READING TEXT:
Eyes: clear, deep lemon
Nose: clean, med intensity, honey, floral, wood spice, sweet and oxidative notes (caramel), secondary aromas dominate, ripe apples
Mouth: off-dry to med sweetness, med+ body, med- to med acidity, med length, oily mouthfeel, bitter finish
All in all: Very good quality; drink now, but has potential for ageing.
So I had this wine picked out for me. Really interesting stuff. Beautiful deep lemon colour, coupled by an interesting nose quite reminiscent of a Vouvray I tried a couple weeks back. Instead, though, the honey and woodier spices were more pronounced, with the fruit taking a bit more of the back seat role in the vehicle that was this wine. Oh man. My analogies. Oxidative notes were present and integrated well with the spice notes. So like, the middle seat of the van. Or the front compartment where you keep your licence and registration.
The palate was really interesting, and the sweetness is really hard to peg. The wine begins with this sweetness, but quickly becomes overtaken by this streak of bitterness and slight acidity that takes over the palate and has this two-toned sort of personality. You sort of get that teasing quality, but it’s more of that alluring sweetness that gradually falls into that bitter badass quality. Very Saoirse Ronan from Hanna. lol my analogies.
The body is heavy and has that slightly oily mouthfeel, with just enough acidity to have good structure.

AIM 1:
Gather every line of the entries that contains the word "railing". Case counts.
The entries below have no connection to the wine review.

PROVIDED RECORDS:
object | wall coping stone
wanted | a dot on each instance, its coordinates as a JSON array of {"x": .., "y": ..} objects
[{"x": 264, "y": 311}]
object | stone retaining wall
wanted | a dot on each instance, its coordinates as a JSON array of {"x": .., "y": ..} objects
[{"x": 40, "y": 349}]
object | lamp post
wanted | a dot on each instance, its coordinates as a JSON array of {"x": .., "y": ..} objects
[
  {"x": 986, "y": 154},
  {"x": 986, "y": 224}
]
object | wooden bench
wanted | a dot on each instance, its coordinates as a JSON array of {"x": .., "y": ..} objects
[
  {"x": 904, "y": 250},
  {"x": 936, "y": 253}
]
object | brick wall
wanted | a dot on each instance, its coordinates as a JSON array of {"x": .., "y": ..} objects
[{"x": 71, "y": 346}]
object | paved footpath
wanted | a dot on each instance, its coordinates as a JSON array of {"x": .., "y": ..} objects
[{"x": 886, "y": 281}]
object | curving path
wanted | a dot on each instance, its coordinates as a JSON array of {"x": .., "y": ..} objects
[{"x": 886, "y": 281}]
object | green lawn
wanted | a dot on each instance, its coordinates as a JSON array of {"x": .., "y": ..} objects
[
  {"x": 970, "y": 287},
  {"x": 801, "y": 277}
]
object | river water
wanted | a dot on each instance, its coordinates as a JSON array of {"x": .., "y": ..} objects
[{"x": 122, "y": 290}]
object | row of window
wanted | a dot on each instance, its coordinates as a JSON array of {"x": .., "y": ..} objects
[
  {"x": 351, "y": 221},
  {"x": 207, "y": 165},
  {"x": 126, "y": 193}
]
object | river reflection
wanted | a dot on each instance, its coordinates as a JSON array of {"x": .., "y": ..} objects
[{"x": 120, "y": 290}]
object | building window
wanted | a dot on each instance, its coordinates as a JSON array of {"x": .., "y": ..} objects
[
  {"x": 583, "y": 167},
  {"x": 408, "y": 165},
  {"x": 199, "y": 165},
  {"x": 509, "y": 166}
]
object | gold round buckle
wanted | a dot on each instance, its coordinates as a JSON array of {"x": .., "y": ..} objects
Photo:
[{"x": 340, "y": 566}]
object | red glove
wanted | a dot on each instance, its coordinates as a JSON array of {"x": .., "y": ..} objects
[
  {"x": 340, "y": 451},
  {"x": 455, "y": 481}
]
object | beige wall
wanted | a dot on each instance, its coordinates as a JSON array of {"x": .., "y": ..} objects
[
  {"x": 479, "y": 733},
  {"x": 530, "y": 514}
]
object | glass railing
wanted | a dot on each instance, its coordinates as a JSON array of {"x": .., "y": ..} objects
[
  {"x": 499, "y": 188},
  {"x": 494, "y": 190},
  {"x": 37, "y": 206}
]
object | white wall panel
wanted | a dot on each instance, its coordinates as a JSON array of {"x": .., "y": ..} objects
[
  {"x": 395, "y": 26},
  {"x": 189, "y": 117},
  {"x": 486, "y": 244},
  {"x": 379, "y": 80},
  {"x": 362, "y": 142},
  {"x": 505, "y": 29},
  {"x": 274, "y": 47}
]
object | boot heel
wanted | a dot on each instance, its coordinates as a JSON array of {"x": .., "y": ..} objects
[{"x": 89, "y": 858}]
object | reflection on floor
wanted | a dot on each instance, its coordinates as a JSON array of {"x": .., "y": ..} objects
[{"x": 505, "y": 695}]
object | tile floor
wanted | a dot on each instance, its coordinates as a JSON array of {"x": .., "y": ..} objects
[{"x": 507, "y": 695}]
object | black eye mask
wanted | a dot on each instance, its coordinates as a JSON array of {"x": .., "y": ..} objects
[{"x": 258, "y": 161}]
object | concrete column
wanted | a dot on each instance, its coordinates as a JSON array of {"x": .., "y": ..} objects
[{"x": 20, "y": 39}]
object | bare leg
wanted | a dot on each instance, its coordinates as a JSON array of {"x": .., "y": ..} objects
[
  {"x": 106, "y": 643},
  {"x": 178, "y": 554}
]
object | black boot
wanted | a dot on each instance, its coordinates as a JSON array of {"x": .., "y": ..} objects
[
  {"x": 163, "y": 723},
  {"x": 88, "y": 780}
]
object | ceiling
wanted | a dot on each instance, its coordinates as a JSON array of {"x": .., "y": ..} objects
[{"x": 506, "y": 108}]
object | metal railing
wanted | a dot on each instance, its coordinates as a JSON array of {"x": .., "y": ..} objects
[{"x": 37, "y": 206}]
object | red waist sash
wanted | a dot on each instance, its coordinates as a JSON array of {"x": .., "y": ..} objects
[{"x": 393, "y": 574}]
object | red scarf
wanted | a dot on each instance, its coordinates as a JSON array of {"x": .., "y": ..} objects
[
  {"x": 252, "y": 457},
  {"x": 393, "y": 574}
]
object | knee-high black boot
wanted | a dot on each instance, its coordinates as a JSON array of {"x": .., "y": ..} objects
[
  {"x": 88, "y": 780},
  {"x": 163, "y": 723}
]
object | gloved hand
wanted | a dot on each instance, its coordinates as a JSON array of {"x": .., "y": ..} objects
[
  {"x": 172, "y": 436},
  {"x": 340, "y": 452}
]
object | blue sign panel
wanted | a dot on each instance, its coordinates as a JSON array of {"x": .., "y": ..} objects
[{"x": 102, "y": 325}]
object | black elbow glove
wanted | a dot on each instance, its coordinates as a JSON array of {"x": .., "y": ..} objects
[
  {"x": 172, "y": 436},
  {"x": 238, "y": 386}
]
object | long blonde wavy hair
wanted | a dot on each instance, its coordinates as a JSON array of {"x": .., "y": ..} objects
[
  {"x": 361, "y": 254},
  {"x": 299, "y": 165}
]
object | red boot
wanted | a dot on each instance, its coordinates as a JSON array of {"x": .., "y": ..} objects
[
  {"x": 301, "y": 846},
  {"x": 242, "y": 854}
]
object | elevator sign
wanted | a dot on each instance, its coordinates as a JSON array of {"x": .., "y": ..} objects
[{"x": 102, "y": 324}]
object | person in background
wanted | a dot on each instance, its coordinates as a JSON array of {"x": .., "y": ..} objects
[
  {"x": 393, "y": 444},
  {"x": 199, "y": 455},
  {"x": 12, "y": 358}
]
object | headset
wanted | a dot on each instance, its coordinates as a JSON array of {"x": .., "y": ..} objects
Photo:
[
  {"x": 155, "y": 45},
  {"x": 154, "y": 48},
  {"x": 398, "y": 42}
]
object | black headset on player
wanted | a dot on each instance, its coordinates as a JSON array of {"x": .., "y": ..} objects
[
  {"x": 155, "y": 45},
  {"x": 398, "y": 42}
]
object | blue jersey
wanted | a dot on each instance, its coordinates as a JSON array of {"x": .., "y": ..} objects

AIM 2:
Answer these questions from the wine review:
(a) What color is the wine listed under Eyes?
(b) Which wine did the nose remind the writer of?
(c) What kind of finish is noted under Mouth?

CORRECT ANSWER 1:
object | glass railing
object | metal railing

CORRECT ANSWER 2:
(a) Clear, deep lemon.
(b) A Vouvray the writer tried a couple of weeks earlier.
(c) A bitter finish.